■ Dataset records
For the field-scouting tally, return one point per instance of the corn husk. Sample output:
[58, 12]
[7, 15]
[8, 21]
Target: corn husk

■ Instruction
Your task is to repeat every entry exactly.

■ The response
For the field-scouting tally, return one point per instance of the corn husk. Sample output:
[58, 12]
[7, 15]
[8, 21]
Target: corn husk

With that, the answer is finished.